▶ [Problem requirements] Reproduce the stretch of entries from the line containing "Find the beach" through the end of the entries, requests included, and shift every coordinate in the answers up by 129.

______________________________

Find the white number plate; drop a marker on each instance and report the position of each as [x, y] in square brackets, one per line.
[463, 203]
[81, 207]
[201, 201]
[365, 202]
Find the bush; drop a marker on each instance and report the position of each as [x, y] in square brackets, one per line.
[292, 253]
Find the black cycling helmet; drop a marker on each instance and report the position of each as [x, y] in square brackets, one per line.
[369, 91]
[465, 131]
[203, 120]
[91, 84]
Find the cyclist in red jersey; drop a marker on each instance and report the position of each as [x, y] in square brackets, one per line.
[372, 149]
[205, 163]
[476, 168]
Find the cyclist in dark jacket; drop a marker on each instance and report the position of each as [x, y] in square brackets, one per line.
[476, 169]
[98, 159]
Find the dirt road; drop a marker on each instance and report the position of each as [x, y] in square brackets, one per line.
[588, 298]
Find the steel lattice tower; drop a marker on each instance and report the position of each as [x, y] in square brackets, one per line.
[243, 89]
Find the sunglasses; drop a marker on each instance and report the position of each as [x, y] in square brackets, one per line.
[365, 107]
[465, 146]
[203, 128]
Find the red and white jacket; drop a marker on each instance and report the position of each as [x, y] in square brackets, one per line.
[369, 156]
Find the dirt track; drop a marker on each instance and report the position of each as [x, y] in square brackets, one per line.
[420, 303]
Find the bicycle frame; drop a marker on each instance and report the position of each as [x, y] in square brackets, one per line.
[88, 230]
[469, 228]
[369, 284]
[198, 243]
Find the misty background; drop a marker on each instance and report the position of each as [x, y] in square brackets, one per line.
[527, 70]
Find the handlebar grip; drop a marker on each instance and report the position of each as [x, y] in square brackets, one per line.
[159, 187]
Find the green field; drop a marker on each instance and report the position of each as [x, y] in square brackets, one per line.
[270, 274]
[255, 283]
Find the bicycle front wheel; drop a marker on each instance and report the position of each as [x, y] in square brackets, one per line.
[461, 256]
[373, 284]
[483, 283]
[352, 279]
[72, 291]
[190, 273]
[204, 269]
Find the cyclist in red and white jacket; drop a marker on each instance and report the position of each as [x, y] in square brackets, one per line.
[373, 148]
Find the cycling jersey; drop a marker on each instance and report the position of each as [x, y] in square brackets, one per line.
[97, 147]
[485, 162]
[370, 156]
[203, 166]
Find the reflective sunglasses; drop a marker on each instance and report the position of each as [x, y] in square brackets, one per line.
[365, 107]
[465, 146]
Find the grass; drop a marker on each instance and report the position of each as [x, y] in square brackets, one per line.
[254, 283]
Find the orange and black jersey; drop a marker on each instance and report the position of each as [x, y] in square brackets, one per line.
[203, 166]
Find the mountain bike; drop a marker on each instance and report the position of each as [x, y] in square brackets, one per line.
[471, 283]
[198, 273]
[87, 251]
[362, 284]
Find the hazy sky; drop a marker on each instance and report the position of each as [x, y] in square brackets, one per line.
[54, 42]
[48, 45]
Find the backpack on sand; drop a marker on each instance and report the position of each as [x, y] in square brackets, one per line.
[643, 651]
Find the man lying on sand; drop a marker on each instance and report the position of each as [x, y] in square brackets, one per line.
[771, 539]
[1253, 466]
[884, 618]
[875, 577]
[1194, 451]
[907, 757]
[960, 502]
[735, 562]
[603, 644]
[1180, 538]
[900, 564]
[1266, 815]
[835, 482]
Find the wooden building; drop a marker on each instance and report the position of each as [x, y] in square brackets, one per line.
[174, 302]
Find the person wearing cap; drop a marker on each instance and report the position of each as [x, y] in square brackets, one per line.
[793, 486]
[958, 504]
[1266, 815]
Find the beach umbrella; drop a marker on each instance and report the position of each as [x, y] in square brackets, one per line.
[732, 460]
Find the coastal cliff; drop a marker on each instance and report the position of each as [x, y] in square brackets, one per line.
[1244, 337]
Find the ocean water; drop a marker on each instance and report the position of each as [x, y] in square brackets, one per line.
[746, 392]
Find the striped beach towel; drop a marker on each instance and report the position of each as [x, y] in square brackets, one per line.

______________________________

▶ [Exercise result]
Find the beach umbrella; drop a marker on each instance and report the position of each as [x, y] in square brackets, one per line.
[861, 589]
Find the coastal cliff; drop a marker on each instance and report the position of each as [x, y] in square brackets, one per line.
[1373, 466]
Find the ocean water; drop a marker on each instance and report the position of each as [x, y] in square brackets, one per line.
[875, 521]
Find the striped beach towel; drop a marker on each instance and report the position of each as [x, y] in square brackets, one per line.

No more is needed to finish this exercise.